Collection entries ::
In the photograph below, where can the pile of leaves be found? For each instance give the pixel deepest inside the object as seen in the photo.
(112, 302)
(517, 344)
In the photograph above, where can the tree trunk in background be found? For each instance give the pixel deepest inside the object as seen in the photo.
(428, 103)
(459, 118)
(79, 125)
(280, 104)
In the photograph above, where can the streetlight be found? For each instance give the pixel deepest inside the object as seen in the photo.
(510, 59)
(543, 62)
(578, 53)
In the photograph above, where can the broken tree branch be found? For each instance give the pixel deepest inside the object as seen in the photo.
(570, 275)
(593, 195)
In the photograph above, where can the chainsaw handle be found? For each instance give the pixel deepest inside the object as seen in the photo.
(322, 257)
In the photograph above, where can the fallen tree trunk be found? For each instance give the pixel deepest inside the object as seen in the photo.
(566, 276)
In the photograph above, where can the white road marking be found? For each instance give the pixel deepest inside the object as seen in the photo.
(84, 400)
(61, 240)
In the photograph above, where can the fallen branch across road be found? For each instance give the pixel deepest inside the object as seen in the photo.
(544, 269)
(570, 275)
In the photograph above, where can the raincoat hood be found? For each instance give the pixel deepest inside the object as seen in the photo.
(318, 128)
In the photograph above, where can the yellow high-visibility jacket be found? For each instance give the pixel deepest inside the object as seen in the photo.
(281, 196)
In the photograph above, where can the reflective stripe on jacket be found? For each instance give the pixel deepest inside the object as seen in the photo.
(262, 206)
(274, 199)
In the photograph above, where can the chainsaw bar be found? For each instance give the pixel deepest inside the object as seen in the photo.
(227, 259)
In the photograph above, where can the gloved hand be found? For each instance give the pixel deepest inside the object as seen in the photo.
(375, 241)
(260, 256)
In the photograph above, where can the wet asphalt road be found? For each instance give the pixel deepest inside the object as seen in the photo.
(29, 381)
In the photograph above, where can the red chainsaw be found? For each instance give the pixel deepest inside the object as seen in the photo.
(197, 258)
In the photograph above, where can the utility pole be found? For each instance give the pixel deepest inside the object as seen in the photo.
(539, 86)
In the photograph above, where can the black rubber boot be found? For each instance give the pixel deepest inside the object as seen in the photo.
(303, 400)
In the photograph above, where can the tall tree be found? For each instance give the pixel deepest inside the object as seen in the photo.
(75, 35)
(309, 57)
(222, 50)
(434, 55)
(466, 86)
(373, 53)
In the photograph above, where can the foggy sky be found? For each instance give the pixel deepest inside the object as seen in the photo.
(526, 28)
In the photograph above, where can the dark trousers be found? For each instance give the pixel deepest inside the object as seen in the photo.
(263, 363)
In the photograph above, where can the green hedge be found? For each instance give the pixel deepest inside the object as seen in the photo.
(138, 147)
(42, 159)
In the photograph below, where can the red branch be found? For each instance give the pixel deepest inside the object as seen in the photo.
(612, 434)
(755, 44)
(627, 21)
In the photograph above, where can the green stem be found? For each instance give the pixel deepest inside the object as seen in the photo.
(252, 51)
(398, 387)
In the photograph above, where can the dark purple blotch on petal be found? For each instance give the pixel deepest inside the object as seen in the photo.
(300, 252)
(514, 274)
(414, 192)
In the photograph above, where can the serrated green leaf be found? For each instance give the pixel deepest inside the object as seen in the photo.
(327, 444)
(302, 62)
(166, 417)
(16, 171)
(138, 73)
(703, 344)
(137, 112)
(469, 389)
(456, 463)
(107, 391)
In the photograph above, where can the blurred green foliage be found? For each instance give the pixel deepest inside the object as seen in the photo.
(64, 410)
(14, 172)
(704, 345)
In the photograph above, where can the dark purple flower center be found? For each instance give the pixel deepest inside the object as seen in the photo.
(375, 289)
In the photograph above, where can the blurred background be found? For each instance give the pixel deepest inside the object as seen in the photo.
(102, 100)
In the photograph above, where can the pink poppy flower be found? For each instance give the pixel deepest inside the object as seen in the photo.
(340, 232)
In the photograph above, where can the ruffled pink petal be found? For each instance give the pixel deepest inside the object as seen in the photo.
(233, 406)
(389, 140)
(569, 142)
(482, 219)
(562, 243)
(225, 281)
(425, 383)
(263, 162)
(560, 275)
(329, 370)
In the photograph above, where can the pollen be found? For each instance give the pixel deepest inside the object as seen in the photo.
--
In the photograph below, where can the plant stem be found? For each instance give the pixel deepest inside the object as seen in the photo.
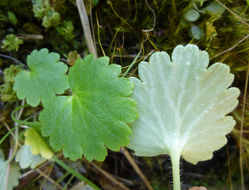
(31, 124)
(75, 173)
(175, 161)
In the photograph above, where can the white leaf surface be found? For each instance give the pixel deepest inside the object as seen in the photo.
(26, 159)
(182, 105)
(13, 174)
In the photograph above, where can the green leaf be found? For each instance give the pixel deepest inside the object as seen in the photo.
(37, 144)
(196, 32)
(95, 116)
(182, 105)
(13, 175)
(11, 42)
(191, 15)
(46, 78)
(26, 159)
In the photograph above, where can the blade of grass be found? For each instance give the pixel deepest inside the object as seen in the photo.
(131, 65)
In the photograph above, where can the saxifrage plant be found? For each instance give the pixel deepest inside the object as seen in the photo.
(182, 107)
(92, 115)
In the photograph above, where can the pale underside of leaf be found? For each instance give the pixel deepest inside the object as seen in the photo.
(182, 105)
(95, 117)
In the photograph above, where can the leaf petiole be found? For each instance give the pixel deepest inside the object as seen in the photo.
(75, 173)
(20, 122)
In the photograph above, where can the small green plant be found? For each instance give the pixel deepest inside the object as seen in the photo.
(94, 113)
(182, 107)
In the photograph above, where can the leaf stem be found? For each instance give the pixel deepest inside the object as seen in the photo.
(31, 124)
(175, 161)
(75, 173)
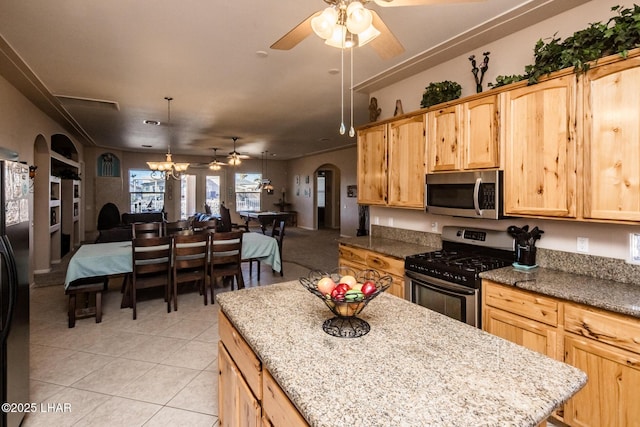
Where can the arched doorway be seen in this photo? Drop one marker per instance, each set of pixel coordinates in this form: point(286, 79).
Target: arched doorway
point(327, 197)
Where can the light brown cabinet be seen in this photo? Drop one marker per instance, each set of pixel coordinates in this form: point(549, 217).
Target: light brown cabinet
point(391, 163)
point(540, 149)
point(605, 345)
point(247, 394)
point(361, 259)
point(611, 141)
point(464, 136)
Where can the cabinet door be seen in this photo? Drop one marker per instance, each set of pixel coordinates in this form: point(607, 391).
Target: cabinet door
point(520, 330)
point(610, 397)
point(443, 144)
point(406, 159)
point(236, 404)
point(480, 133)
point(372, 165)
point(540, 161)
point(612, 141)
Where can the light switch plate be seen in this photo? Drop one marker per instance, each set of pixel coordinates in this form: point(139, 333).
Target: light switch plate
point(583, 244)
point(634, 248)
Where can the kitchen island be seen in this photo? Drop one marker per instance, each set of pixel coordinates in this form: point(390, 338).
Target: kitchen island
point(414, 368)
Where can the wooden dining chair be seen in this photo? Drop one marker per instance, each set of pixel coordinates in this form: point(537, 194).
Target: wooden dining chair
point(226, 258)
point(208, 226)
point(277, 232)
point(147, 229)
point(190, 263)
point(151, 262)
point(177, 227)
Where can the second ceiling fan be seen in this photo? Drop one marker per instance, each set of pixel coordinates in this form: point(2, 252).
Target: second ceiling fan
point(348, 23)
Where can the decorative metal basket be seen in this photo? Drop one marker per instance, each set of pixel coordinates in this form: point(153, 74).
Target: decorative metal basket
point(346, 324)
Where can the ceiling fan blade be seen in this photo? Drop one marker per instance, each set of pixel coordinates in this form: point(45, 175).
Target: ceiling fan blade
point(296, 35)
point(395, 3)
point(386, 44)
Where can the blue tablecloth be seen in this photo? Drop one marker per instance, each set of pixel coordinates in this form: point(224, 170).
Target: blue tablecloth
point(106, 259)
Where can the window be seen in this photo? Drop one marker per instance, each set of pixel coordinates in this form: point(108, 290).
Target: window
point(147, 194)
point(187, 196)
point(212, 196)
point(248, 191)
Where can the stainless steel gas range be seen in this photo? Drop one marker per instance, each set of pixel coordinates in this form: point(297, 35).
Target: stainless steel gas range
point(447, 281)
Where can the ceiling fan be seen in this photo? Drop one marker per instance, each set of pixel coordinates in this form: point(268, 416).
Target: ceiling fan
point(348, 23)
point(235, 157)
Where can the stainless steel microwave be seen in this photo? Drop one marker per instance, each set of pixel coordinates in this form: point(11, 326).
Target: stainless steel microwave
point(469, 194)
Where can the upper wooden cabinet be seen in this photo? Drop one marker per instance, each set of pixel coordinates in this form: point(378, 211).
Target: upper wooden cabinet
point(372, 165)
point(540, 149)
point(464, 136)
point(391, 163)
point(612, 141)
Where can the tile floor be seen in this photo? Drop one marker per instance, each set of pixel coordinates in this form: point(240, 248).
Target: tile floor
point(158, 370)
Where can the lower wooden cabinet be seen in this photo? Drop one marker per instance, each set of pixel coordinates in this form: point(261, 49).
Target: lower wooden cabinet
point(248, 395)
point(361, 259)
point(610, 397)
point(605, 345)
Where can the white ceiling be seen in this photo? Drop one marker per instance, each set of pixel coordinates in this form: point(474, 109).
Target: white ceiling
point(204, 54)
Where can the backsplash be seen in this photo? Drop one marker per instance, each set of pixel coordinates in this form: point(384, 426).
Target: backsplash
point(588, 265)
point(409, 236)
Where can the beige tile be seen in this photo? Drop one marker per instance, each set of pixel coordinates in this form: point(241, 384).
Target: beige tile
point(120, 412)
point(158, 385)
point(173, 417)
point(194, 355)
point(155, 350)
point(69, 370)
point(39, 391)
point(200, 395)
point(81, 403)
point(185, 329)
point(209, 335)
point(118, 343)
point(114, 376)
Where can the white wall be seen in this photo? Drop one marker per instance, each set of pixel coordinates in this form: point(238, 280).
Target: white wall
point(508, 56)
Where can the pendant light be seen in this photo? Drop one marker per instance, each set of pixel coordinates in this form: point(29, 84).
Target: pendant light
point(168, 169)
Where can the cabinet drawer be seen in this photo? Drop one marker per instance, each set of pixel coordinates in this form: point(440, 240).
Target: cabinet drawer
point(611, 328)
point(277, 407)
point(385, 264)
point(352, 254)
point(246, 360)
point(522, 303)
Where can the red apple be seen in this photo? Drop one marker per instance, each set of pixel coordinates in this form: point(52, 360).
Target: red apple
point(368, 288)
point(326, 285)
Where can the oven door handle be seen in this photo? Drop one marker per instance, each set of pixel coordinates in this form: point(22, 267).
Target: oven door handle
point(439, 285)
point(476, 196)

PROMPT ::
Please change "Target" to "Object" and give back everything from the line containing "Where can the white ceiling" down to the line containing "point(508, 56)", both included, with all else unchanged.

SOLUTION TO THE PROBLEM ::
Where can the white ceiling be seen in this photo? Drop one marker per instance, each set of pixel coordinates in this form: point(474, 109).
Object: white ceiling
point(204, 54)
Where can the backsplash be seen in this photo? Drop one marker per instance, each set of pixel coordinates in this form: point(384, 426).
Object: backsplash
point(588, 265)
point(409, 236)
Where can the beige tile be seen in this photo? Drop one marker per instance, each set of pixel coordinates in this form: point(241, 384).
Object: beige tile
point(120, 412)
point(158, 385)
point(173, 417)
point(194, 355)
point(155, 350)
point(69, 370)
point(39, 391)
point(200, 395)
point(81, 403)
point(185, 329)
point(209, 335)
point(118, 343)
point(114, 376)
Where can the white wall be seen in this photo? Drop one marker per instance, each set of pixel coordinates in this form: point(238, 280).
Object: white wall
point(508, 56)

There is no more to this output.